• [TASK PROMPT]: From the post about the breast scare, write out everything from "I waited, waited, it" down to "to read it.".

-- TEXT FOR ANALYSIS follows --

Tuesday, April 25, 2017

Breast Scare -

Several days ago my left breast began to burn. It then began to ache. Then it started itching - deep inside. I checked for redness. None. I checked for discharge. None. I did not check the internet. No way.

I waited, waited, it got worse, I even prayed over it, blessing my breast that it would stop aching and heal. And then about four days into the pain, I pulled the office nurse aside; she pulled the doctor in, and on my four year post-treatment anniversary, he put a big black X on my boob, said, "Yes, I feel it," and sent me in for an ultrasound. I had to wait two days for that.

Damn I have had cancer. The fear of reoccurance, while tucked away and logically nearly impossible, is always there. I keep thinking that when I hit my five-year marker that anxiety will leave, for good. Oh I pray this is so.

So I had the ultrasound, and sure enough, there's a fairly obvious horizontal ridge/mass, right above my nipple. The radiologist came in to read it.

He said, "Yes, it's there. But it's not cancerous. About 5% of those who've had breast cancer get this. It's hormone related, and creeps up whenever it wants. It's worth keeping your eyes on, being aware, and I'm glad you came in, and that we now have a baseline to continue watching this. Get your mammograms, and we'll continue to monitor. Have a good day." And he left.

I turned to the ultrasound tech - "What?" She agreed, and said there really wasn't anything more to be done, this was something I'd need to live with, gave me some tiny ice packs for the next flare-up, "because there will be one," and told me to ice it and take ibuprofen. "But keep an eye on it, because we'll want to monitor this."

I did not ask any more questions - breathing a sigh of relief, but also knowing I had to process the "keep an eye on it, monitor this," phrase.

So today my breast is tender, the mass is there, and I'm remembering that every day, every day, every single day is a gift.

-- TEXT FOR ANALYSIS concluded --
-- RECORDED INFORMATION follows --

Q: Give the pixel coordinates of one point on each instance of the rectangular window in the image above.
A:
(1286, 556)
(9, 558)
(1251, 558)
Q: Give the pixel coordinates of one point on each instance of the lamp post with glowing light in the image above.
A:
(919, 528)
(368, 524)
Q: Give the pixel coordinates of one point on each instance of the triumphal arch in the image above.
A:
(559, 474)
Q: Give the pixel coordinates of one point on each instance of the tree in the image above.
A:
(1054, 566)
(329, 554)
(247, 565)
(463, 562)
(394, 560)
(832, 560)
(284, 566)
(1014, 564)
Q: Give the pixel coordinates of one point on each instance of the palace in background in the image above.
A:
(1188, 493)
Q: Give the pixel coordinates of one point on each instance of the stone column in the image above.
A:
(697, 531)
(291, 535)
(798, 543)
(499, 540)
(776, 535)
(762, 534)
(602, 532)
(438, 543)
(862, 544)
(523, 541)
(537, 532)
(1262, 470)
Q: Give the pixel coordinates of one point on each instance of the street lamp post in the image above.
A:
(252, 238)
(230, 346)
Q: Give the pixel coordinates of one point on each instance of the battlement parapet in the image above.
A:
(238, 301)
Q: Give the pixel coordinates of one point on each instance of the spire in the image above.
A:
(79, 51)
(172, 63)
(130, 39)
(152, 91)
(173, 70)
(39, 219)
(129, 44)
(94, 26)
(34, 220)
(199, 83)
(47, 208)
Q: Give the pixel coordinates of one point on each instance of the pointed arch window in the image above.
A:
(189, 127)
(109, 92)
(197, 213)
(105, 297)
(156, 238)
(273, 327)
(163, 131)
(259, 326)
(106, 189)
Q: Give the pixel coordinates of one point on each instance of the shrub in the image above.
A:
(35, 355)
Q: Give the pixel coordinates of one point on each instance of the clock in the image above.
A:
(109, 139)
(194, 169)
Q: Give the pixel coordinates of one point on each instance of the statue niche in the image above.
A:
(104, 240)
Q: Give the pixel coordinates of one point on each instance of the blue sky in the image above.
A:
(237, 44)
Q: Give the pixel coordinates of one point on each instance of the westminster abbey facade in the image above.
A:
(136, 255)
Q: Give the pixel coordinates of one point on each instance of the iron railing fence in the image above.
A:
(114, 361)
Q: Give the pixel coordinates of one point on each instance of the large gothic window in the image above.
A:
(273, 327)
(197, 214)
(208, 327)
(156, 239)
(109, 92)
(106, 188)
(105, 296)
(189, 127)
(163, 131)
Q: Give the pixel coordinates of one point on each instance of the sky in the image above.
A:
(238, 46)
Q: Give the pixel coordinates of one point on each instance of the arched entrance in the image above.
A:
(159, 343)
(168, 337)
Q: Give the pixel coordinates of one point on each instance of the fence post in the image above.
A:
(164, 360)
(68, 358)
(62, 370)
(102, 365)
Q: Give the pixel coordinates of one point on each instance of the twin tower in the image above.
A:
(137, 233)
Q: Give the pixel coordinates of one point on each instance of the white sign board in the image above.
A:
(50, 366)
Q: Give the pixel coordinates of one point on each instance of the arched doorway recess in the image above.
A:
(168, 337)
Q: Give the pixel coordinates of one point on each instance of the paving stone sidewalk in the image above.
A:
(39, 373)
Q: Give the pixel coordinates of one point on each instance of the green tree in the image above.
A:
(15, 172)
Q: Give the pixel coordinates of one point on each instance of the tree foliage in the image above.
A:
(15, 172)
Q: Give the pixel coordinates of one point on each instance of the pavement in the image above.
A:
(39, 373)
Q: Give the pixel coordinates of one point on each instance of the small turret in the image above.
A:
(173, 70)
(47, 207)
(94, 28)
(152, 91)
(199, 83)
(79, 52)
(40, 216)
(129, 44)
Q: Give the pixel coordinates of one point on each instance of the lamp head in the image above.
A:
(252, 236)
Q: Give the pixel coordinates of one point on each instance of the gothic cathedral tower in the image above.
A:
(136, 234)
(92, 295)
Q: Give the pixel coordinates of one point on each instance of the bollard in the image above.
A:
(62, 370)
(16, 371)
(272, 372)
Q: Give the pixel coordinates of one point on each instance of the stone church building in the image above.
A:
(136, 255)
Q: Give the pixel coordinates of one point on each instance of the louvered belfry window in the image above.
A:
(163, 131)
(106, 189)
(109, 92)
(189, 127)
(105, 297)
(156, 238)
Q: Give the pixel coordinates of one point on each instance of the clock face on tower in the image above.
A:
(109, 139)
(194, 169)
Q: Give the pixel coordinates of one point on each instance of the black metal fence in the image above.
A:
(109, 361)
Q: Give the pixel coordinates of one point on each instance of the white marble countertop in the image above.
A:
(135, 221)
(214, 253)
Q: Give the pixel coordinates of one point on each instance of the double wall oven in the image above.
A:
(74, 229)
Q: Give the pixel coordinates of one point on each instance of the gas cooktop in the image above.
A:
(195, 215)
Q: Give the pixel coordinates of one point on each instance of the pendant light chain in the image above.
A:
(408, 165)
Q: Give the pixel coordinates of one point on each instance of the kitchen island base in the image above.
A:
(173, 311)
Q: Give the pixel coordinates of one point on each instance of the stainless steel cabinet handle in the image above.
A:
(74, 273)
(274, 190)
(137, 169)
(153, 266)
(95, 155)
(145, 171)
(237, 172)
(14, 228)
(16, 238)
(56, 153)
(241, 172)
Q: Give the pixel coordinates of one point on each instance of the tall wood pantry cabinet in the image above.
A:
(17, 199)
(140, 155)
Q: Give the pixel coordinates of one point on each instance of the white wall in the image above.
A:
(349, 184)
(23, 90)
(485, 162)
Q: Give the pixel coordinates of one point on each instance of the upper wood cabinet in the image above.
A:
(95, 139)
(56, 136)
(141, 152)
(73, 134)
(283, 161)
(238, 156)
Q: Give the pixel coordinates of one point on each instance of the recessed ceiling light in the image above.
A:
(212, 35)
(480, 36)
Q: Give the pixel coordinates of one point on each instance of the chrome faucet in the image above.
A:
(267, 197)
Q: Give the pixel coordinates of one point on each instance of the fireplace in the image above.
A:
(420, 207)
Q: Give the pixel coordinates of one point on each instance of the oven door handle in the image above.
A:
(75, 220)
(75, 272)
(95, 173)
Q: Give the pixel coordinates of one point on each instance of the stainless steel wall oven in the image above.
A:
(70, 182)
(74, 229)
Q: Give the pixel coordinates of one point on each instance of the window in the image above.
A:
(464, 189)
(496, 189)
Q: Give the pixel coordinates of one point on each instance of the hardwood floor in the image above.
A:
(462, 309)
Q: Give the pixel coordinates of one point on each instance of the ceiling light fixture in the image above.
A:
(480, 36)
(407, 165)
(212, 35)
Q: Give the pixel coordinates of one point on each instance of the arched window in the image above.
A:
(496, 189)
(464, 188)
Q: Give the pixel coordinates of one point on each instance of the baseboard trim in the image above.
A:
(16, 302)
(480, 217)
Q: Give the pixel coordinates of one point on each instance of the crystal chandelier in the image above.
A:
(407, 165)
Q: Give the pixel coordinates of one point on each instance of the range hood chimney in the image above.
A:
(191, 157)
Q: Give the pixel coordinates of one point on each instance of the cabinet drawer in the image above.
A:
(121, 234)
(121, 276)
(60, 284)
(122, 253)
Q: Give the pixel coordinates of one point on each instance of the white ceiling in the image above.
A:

-- RECORDED INFORMATION concluded --

• [TASK SOLUTION]:
I waited, waited, it got worse, I even prayed over it, blessing my breast that it would stop aching and heal. And then about four days into the pain, I pulled the office nurse aside; she pulled the doctor in, and on my four year post-treatment anniversary, he put a big black X on my boob, said, "Yes, I feel it," and sent me in for an ultrasound. I had to wait two days for that.

Damn I have had cancer. The fear of reoccurance, while tucked away and logically nearly impossible, is always there. I keep thinking that when I hit my five-year marker that anxiety will leave, for good. Oh I pray this is so.

So I had the ultrasound, and sure enough, there's a fairly obvious horizontal ridge/mass, right above my nipple. The radiologist came in to read it.